## ESTRATTO FORNITO
+++

La Smart Health è un tema molto caldo ma nel trattarlo ci si concentra molto di più sui benefici che le nuove tecnologie possono portare al trattamento dei pazienti – benefici che peraltro sono innegabili ed evidenti – e meno sul fatto che esse devono essere sufficientemente “solide” per operare in ambienti dove è in gioco la vita umana.
Casi come la botnet Mirai o il recente blocco dei sistemi (non smart) del sistema sanitario inglese lo evidenziano.
Gli attacchi mirati in rete non sono evidentemente più un “passatempo” da iper-tecnici ma un vero e proprio business in più per la criminalità in senso lato, quindi è facilmente ipotizzabile che anche la sanità digitale ne subirà le conseguenze.
Gli attacchi ai database di assicurazioni e ospedali – che già avvengono con una certa frequenza – in prospettiva saranno solo un primo passo: ci saranno sempre più dispositivi di Smart Healthcollegati in rete e non è detto che saranno tutti al riparo da intrusioni.
I medici potrebbero addirittura trovarsi ad affrontare condizioni di vera emergenza in cui un paziente viene “hackerato” in sala operatoria?
Ovviamente non si intende il paziente in senso fisico, ma i dispositivi che controllano e regolano le sue condizioni vitali.

+++

## RECORD DEL DATASET
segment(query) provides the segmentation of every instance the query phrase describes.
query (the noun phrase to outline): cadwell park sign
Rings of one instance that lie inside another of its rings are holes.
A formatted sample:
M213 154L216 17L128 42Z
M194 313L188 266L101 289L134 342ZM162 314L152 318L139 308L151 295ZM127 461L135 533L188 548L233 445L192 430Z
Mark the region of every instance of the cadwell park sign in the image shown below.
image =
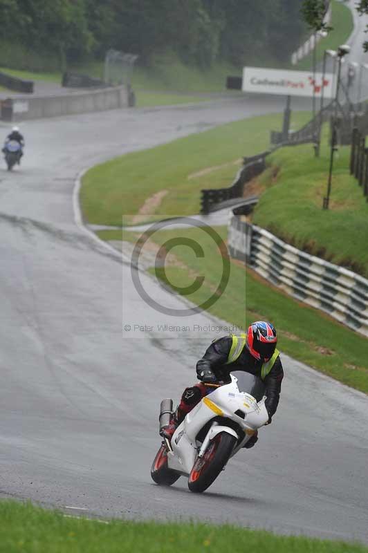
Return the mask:
M283 96L315 95L320 97L323 87L324 97L333 98L335 84L332 73L310 71L290 71L284 69L267 69L244 67L242 90L257 94L278 94Z

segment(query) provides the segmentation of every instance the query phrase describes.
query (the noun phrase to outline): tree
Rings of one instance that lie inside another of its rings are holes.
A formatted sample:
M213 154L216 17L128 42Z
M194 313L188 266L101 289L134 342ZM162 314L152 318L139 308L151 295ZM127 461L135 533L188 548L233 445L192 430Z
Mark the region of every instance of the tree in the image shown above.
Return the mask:
M325 0L303 1L302 15L308 26L315 32L319 30L331 30L331 28L323 21L327 9L328 3Z

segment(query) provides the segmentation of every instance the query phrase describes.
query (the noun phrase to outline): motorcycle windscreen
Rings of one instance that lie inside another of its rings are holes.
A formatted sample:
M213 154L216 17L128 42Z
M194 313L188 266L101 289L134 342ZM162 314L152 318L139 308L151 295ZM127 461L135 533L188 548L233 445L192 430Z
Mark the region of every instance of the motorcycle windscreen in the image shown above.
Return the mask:
M250 393L257 402L261 401L265 395L266 386L259 377L243 371L234 371L231 374L237 378L237 386L240 392Z

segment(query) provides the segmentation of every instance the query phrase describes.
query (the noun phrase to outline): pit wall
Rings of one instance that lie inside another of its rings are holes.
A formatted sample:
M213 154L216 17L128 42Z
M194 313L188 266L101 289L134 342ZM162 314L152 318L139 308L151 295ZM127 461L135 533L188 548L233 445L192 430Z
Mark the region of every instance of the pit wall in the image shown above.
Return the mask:
M17 96L2 104L3 120L25 121L127 108L129 92L124 85L55 96Z

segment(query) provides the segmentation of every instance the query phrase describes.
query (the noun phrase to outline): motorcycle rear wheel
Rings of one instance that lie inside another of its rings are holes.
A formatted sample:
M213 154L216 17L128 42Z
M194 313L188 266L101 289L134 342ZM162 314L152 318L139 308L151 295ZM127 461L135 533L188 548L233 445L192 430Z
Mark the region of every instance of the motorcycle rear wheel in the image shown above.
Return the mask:
M165 444L161 444L151 467L151 478L160 486L171 486L180 476L167 467L167 450Z
M203 457L197 457L188 478L191 491L201 493L212 484L222 471L237 439L227 432L221 432L210 442Z

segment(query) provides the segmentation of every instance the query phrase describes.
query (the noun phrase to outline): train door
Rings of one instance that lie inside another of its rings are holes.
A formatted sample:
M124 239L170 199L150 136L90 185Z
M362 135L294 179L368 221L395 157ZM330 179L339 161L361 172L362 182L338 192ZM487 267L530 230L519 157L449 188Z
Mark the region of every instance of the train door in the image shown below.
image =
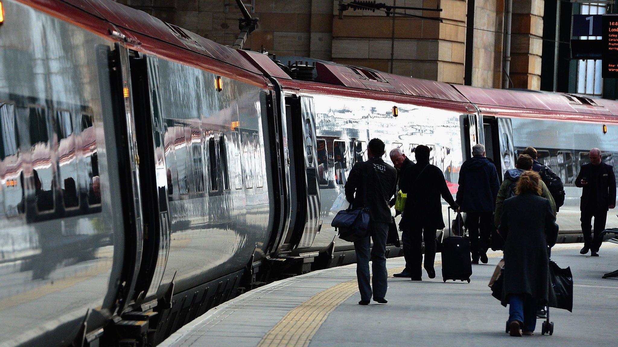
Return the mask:
M501 180L507 170L515 169L517 161L510 119L484 117L483 133L486 155L493 161Z
M313 99L287 98L286 104L293 139L297 211L294 231L285 243L305 248L311 246L321 227Z

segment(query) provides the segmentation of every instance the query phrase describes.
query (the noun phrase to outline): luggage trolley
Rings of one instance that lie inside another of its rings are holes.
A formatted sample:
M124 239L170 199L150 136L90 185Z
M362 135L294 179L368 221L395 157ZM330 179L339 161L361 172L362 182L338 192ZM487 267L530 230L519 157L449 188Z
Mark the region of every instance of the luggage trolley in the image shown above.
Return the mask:
M549 334L550 335L554 335L554 322L549 321L549 306L543 307L543 310L545 311L545 314L539 314L538 312L536 313L537 319L544 319L543 322L543 324L541 325L541 335ZM509 333L510 332L510 327L509 326L509 320L506 321L506 333Z

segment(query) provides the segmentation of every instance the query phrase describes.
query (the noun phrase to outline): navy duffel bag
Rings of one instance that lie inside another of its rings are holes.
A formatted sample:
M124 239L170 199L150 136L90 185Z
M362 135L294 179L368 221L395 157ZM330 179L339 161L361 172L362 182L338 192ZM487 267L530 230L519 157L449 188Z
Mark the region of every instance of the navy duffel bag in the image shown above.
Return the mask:
M354 242L369 236L369 210L348 208L337 212L331 226L339 230L339 238Z

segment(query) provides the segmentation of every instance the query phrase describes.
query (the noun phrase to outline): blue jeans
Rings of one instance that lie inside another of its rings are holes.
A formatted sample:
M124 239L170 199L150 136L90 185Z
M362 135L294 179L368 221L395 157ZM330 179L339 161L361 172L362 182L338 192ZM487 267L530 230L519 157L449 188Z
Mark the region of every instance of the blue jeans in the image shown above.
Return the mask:
M536 327L536 301L523 294L511 294L509 297L509 322L523 323L522 330L533 332Z
M358 280L360 299L368 301L374 298L384 298L386 295L386 238L388 236L388 223L369 222L371 238L367 236L354 242L356 250L356 277ZM373 240L373 248L370 254L370 246ZM369 260L371 257L371 269L373 270L373 291L370 284Z

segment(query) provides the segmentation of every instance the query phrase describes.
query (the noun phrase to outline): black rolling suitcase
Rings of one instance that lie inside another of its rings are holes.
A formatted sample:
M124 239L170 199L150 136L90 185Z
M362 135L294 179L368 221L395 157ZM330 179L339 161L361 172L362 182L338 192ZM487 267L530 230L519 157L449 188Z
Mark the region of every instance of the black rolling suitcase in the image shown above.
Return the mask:
M457 218L460 215L457 212ZM449 237L442 241L442 279L468 281L472 275L470 240L465 236L450 236L451 207L449 207Z

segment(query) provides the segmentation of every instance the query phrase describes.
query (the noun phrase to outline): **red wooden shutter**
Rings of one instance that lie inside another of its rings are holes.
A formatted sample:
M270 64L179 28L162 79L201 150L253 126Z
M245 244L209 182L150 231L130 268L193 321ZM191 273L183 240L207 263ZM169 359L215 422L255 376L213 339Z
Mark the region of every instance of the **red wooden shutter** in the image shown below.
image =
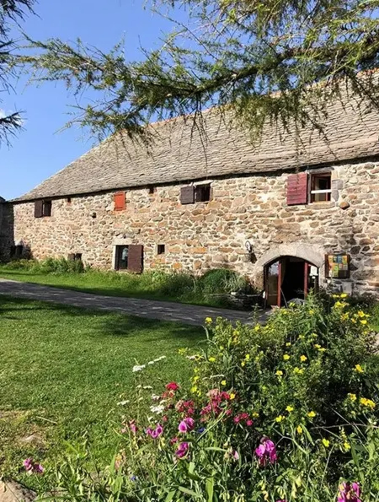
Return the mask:
M180 202L182 204L193 204L195 202L195 187L190 185L180 189Z
M143 246L129 244L128 253L128 270L140 274L143 270Z
M114 210L122 211L125 207L125 192L117 192L114 194Z
M42 200L36 200L34 203L34 217L42 218L44 203Z
M289 175L287 178L287 203L289 206L307 203L307 182L306 173Z

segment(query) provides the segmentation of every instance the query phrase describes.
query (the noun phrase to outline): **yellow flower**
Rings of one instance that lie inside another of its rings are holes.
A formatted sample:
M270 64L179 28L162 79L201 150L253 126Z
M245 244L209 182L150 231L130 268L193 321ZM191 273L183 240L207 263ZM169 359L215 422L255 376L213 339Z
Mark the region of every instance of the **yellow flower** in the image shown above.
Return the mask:
M347 441L345 441L343 443L343 447L345 449L345 451L348 451L351 448L350 443L348 443Z
M367 406L367 408L370 408L371 410L375 407L375 404L373 401L371 399L367 399L366 398L361 398L359 400L359 403L363 406Z
M303 368L299 368L297 366L295 366L293 368L293 372L295 373L296 374L301 375L304 373Z

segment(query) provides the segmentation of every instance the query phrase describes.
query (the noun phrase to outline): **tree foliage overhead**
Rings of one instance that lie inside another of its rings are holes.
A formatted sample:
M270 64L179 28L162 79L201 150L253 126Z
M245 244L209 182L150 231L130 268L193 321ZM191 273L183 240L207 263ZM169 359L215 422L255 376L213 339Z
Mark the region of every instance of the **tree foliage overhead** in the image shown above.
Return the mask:
M13 52L16 43L10 37L10 26L24 19L27 12L32 12L34 0L0 0L0 93L11 87L10 77L15 73ZM0 98L0 104L2 100ZM18 112L7 113L0 110L0 144L7 141L22 127Z
M379 0L152 0L151 7L173 31L141 61L127 60L122 44L106 54L79 39L31 43L37 54L24 59L35 78L63 80L77 95L97 93L71 123L100 137L126 130L141 138L152 118L196 117L218 105L255 133L268 119L317 126L346 82L379 107L379 85L368 71L378 63ZM185 23L174 20L180 9Z

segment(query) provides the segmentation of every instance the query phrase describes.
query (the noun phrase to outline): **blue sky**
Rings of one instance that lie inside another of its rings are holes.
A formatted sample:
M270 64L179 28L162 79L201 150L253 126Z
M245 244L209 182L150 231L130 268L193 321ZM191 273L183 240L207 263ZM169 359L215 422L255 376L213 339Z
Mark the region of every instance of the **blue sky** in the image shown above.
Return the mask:
M148 9L144 0L39 0L23 28L32 38L58 37L108 50L124 37L127 59L141 57L139 47L156 47L168 22ZM25 111L25 130L8 148L0 147L0 196L11 199L25 193L64 168L94 144L79 128L57 132L68 116L74 99L60 83L26 86L15 83L16 92L3 95L0 107Z

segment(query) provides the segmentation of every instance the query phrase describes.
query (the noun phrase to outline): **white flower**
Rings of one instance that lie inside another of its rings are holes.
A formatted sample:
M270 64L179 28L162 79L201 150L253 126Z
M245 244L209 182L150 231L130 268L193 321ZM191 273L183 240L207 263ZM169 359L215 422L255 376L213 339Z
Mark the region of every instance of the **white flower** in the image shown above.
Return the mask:
M141 371L142 369L146 367L146 364L141 364L139 366L138 364L136 364L135 366L133 366L133 369L132 371L133 373L135 373L136 371Z
M164 411L164 407L162 405L158 406L150 406L150 409L153 413L163 413Z

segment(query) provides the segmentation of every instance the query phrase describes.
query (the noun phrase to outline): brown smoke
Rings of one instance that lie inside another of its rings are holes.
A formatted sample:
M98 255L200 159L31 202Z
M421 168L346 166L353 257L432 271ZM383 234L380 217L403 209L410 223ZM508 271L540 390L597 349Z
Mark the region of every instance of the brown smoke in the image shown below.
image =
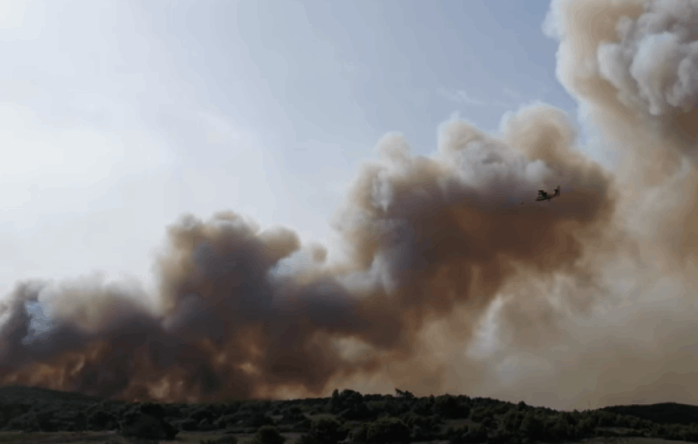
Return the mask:
M125 283L18 285L0 311L0 382L161 401L398 386L557 408L693 401L698 6L551 11L560 80L616 170L545 106L500 135L450 122L433 157L386 138L338 209L345 261L231 212L187 216L154 304ZM48 293L53 327L33 337L25 303Z
M563 115L530 110L511 125L518 151L462 123L445 131L438 158L386 141L383 162L366 166L342 208L352 260L341 266L275 275L300 248L296 234L225 213L170 227L159 313L118 287L73 285L54 300L53 330L27 344L23 302L41 286L21 286L1 336L3 382L212 400L317 395L331 380L418 363L427 320L457 307L476 315L522 276L588 273L585 250L611 220L609 178L572 149ZM554 203L532 201L558 183ZM457 324L462 341L471 336L471 323ZM341 340L365 350L343 356ZM443 371L415 370L432 379L418 391L440 388Z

+++

## DOMANDE
a: Nel testo sulla Smart Health, quali casi vengono indicati come prova del problema della sicurezza?
b: Riprendi il testo sulla Smart Health e portalo avanti dopo la sua ultima frase.

## RISPOSTE ALL'ESERCIZIO
a: La botnet Mirai e il recente blocco dei sistemi (non smart) del sistema sanitario inglese.

b:
Al Cyber Med Summit organizzato qualche tempo fa dallo University of Arizona College of Medicine è stata presa concretamente in esame questa eventualità, verificandola sul campo.
Durante l’evento sono state infatti organizzate tre simulazioni in cui alcuni dottori si sono trovati di fronte a pazienti (non persone vere ma manichini simulatori medici) che durante un intervento subivano un attacco informatico al proprio pacemaker defibrillatore, a una pompa per insulina o a un semplice pompa infusionale.
In tutti i casi è stato evidente che i medici danno per scontato il buon funzionamento dei dispositivi, il che allunga molto i tempi di reazione.
Questo è stato particolarmente evidente nel caso dell’attacco al defibrillatore automatico, che nella simulazione generava scariche elettriche non controllabili provocando l’arresto cardiaco del paziente.
A un certo punto l’unica soluzione possibile è stata intervenire direttamente sul pacemaker rimuovendo i fili di collegamento.
Il paziente virtuale però non è sopravvissuto, il che ha messo in particolare evidenza come i medici, nel futuro contesto della smart health e per gestire le strumentazioni connesse, debbano avere una conoscenza più approfondita dei rischi delle tecnologie che ora considerano affidabili.
Perché potrebbero anche non esserlo più, già adesso.